* _TASK_
Using the records that follow, tally the lines containing the word "blue" and state only the count.

━━ RECORD SET

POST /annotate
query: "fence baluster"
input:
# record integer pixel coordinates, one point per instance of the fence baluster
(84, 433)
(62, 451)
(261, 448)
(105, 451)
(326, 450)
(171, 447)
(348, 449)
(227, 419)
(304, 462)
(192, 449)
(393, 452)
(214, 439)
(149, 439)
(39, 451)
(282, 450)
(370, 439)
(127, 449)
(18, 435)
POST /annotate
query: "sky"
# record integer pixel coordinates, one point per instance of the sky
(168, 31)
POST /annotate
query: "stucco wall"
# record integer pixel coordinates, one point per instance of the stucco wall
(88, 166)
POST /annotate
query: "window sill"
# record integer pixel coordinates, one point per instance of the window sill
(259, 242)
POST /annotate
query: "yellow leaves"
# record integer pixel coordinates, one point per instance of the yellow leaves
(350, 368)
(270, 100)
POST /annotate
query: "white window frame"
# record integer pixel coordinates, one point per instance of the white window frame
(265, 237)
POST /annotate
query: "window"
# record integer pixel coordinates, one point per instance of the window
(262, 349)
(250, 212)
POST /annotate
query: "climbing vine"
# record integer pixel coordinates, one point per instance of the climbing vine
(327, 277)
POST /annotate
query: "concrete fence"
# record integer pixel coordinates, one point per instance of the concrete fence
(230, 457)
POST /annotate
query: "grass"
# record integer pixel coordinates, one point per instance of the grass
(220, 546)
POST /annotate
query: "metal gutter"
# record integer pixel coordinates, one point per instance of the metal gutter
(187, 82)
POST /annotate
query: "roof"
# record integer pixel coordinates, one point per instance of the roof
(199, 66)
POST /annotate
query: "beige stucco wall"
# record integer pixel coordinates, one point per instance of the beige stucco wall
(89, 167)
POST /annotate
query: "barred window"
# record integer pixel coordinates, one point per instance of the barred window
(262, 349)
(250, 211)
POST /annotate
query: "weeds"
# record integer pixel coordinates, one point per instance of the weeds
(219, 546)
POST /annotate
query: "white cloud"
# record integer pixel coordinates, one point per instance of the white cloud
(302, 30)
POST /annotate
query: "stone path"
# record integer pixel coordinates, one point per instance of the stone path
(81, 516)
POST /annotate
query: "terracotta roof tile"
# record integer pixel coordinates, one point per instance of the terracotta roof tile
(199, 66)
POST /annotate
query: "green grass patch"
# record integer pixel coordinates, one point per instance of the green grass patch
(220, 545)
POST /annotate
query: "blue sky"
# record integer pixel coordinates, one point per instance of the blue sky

━━━━

* _SOLUTION TO THIS PROBLEM_
2